Stored dataset items:
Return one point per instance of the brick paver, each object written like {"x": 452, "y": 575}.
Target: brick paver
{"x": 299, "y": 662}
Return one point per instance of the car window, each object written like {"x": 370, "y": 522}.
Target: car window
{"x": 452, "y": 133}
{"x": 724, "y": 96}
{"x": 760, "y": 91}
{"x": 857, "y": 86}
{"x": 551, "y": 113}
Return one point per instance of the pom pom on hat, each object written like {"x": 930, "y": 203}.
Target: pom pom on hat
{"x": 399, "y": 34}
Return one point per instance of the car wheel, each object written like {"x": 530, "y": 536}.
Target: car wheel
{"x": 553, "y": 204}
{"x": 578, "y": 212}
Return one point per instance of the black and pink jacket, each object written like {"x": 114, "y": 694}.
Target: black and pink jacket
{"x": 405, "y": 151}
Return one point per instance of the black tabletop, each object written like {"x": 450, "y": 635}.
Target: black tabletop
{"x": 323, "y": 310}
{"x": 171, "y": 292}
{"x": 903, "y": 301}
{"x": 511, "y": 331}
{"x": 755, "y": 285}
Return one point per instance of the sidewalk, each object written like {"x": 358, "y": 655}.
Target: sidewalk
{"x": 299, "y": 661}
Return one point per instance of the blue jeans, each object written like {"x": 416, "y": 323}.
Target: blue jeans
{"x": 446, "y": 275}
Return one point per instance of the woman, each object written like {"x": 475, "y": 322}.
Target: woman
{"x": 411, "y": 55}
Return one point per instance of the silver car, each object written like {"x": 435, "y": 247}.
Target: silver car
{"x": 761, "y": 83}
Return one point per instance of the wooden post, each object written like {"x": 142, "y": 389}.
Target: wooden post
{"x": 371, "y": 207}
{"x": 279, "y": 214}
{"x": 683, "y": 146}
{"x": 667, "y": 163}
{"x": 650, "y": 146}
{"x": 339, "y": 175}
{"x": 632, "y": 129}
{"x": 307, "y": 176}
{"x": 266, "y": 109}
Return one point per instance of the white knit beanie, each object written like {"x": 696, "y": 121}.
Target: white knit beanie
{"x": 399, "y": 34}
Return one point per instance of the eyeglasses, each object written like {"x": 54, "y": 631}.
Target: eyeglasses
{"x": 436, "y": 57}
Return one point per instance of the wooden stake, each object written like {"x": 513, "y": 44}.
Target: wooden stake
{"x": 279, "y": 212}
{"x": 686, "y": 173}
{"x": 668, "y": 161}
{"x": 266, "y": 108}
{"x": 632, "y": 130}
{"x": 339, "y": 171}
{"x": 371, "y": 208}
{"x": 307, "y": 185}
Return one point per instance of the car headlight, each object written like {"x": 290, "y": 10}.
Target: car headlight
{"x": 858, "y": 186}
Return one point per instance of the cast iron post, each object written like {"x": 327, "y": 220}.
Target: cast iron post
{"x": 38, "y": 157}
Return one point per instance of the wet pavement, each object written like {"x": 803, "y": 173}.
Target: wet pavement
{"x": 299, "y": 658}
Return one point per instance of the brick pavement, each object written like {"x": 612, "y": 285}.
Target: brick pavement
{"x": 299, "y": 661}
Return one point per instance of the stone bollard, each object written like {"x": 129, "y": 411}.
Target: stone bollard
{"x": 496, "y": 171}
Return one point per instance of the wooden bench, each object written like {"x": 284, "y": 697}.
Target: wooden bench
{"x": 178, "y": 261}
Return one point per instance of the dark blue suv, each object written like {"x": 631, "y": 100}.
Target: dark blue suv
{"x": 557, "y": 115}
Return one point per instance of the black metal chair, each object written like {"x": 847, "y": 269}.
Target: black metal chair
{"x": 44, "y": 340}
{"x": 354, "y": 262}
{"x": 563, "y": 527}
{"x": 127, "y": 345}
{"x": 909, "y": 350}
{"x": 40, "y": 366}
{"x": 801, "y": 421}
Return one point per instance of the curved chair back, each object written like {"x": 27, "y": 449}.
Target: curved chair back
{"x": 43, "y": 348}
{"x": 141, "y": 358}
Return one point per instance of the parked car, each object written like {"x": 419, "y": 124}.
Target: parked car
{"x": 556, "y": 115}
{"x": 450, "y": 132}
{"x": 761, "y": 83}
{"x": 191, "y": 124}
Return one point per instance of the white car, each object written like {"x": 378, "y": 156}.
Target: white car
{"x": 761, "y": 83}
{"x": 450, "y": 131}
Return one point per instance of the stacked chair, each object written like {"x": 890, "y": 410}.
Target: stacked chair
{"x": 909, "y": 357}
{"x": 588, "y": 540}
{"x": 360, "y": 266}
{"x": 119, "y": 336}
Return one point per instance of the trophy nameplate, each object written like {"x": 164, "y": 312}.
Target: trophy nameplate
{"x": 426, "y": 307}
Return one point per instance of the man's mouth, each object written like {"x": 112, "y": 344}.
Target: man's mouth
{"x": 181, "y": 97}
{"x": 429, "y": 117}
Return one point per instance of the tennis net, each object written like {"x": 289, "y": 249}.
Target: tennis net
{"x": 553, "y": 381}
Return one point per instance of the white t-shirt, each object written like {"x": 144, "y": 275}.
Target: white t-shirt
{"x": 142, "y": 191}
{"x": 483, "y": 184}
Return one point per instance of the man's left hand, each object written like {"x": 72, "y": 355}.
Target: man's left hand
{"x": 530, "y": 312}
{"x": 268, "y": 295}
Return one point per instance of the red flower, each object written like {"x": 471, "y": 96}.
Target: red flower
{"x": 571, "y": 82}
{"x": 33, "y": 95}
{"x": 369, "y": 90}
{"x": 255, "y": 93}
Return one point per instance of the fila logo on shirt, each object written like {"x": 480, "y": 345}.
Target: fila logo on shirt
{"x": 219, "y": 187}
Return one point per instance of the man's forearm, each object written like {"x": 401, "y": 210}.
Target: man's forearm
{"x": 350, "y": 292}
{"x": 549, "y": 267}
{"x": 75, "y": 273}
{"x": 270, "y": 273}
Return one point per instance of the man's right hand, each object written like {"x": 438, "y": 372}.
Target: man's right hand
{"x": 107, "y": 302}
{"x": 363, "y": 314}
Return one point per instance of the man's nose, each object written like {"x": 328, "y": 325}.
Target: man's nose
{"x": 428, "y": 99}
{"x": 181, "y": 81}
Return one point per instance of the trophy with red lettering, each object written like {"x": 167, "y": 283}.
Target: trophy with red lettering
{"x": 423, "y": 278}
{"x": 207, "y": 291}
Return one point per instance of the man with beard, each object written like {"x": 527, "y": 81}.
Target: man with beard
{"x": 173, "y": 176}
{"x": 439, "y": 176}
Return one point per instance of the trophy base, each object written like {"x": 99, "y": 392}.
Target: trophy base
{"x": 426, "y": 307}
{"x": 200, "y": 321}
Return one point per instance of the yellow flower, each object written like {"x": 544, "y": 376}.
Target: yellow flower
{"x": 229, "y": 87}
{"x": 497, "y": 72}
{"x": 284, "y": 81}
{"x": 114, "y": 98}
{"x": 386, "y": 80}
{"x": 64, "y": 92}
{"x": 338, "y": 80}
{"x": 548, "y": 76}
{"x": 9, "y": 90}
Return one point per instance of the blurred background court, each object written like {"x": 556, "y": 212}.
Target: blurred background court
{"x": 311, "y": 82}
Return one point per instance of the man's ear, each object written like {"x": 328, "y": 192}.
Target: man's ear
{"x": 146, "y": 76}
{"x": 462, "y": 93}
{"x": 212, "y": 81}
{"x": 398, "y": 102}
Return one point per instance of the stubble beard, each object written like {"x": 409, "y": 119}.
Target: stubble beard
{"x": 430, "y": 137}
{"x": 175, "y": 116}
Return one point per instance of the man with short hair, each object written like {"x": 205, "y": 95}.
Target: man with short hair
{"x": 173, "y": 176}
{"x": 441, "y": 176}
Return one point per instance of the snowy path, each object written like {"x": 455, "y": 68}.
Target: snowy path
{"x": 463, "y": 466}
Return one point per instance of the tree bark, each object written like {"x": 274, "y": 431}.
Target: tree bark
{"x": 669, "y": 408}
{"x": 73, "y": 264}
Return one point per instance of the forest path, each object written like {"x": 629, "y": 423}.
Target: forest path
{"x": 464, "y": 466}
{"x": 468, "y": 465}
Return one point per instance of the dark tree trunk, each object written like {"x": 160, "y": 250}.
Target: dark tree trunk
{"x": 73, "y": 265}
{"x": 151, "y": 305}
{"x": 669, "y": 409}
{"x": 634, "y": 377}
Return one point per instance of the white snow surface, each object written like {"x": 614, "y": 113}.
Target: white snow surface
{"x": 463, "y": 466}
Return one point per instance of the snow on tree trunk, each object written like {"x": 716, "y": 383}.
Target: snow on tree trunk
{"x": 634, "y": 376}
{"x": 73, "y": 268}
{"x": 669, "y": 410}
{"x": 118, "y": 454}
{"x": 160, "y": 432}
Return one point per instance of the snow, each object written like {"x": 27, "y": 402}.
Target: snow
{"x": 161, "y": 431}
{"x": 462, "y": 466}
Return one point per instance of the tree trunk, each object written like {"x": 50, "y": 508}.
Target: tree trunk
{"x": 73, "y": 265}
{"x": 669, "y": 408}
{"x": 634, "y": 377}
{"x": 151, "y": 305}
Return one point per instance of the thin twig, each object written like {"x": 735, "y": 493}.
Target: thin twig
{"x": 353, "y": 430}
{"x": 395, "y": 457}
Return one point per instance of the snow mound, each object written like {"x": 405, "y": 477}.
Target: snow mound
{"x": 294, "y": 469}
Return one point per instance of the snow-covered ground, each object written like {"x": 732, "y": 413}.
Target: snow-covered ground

→ **Work required**:
Write out the records exactly, starting at the first line and stopping after the line that contains "Return one point per instance of the car wheel, each".

→ **Result of this exercise**:
Return one point per instance of the brick paver, each object written like {"x": 452, "y": 575}.
Target: brick paver
{"x": 299, "y": 662}
Return one point per instance of the car window, each object written like {"x": 370, "y": 522}.
Target: car window
{"x": 452, "y": 133}
{"x": 724, "y": 96}
{"x": 760, "y": 91}
{"x": 857, "y": 86}
{"x": 551, "y": 113}
Return one point per instance of the pom pom on hat, each object written like {"x": 930, "y": 203}.
Target: pom pom on hat
{"x": 399, "y": 34}
Return one point per instance of the car wheel, each object written like {"x": 530, "y": 536}.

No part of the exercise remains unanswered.